MATERIAL SHOWN —
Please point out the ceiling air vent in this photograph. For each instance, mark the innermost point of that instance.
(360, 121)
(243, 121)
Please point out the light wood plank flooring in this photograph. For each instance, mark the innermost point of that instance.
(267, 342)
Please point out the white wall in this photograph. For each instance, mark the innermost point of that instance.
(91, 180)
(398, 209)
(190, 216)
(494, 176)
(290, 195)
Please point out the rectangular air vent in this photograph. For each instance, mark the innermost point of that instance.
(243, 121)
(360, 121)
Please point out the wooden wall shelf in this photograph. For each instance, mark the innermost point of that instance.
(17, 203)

PROBLEM DETAILS — The whole of the material above should be given again exactly.

ANSWER —
Please point out the ceiling air vent in this photograph. For each instance, mark the innermost point of that instance.
(360, 121)
(243, 121)
Please point out the light wood plank flooring in this photograph. For each instance, mark the innermost point of that instance.
(267, 342)
Please point out the white wall in this photograph. For each instance, mark the innermost point of that instance.
(91, 180)
(398, 209)
(190, 216)
(494, 176)
(290, 195)
Please point out the rectangular air vent in this photograph. For each instance, mark the innermost point of that instance.
(243, 121)
(360, 121)
Please point out the wooden wall shelf in this photograph. For each instance, mark the innermost point of that instance.
(17, 203)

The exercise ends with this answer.